▸ Exercice court 1: Modifiez les enregistrements d'annotation par points ci-dessous en remplaçant « set a marker » par « place a point » partout, sans rien changer d'autre, et reproduisez-les sans les images.

▸ Extrait du document:
--- --- ---

C’est vrai aussi que nous craignons d’être pris pour des sectaires annonçant la fin du monde afin d’encarter dans leur secte le plus de gens crédules possibles, et tous ceux qui sont désemparés de la vie dans ce monde, tous ceux qui sont désespérés et ne se tournent plus vers nous, vers l’Évangile que nous portons vers eux – quand nous le leur portons ! Mais ces sectaires, comme tous les apocalypticiens de tous les temps et de toutes les religions, ils annoncent un jugement sans pardon, ils annoncent la mort définitive de tous ceux qui ne sont pas comme eux, de tous ceux qui ne sont pas avec eux. Ils vous en disent même parfois la date, exercice périlleux s’il en est. Il n’y a rien de tout ça dans notre Bible ! N’avez-vous pas entendu Ésaïe et Jean ? Certes, il y a des exclus, ceux qui rejettent cette bonne nouvelle ; mais c’est une bonne nouvelle. Et elle est offerte à tous, et c’est pourquoi notre service dans ce monde consiste à l’annoncer, à annoncer qu’en Jésus mort et ressuscité, c’est cette vie-là qui nous est promise, et pas individuellement, mais à toute l’humanité. C’est, à proprement parler, « un nouveau ciel et une nouvelle terre ».

 

Nous sommes au service de cette bonne nouvelle. Et Dieu a établi sur nous des intendants chargés de nous nourrir en vue de ce service. Évidemment, je me sens un peu concerné en entendant cette parabole : ici, c’est moi l’intendant. Entendez bien : les chrétiens sont les serviteurs, les annonceurs de l’Évangile, les veilleurs. Les pasteurs, et d’une autre manière les conseillers presbytéraux, sont les intendants non pas du Royaume, mais du service de l’Évangile, de l’Église. Des autres conseillers presbytéraux je ne parlerai pas, mais en tant que pasteur, oui. Et l’image du pasteur, du berger, serait encore plus frappante, et Jésus d’ailleurs l’utilise aussi, pour marquer la différence entre « le vrai pasteur » – « le bon berger », comme on dit d’habitude – et les bergers salariés qui s’enfuient quand il leur semble que leur vie est en danger, se faisant ainsi passer eux-mêmes avant le troupeau dont ils ont la garde. Ressemblerai-je au « bon berger », ou bien à ces gens seulement et humainement intéressés ?

--- --- ---

Enregistrements d'annotation par points

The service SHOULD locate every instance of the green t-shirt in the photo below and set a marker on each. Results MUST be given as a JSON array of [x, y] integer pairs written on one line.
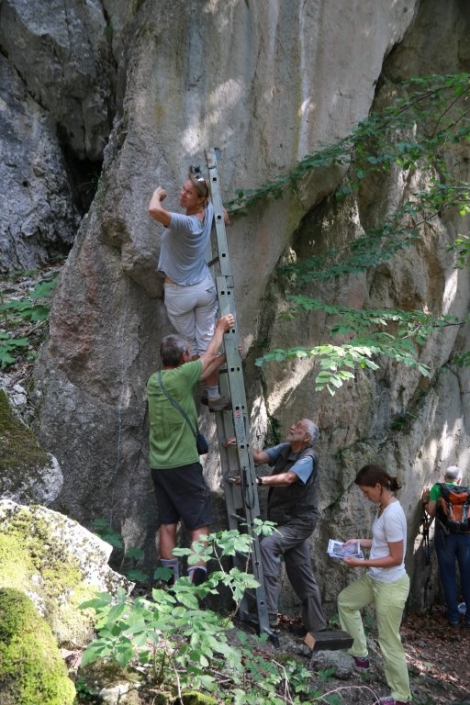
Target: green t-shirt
[[435, 491], [172, 442]]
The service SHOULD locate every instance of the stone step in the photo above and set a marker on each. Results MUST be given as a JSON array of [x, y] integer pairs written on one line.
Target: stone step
[[331, 641]]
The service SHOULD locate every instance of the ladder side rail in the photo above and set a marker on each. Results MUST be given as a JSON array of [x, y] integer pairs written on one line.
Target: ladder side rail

--- --- ---

▸ Exercice court 2: D'après l'extrait, quelle précision les sectaires donnent-ils parfois en annonçant la fin du monde ?

▸ Solution détaillée 1:
The service SHOULD locate every instance of the green t-shirt in the photo below and place a point on each. Results MUST be given as a JSON array of [x, y] integer pairs written on one line.
Target: green t-shirt
[[435, 491], [172, 442]]
The service SHOULD locate every instance of the stone step in the photo above and place a point on each. Results MUST be given as a JSON array of [x, y] integer pairs written on one line.
Target: stone step
[[331, 641]]
The service SHOULD locate every instance of the ladder side rail in the photo above and place a point on each. Results MUST be given as a JSON array of [x, y] integer pairs written on one line.
Target: ladder side rail

▸ Solution détaillée 2: Ils en donnent parfois la date.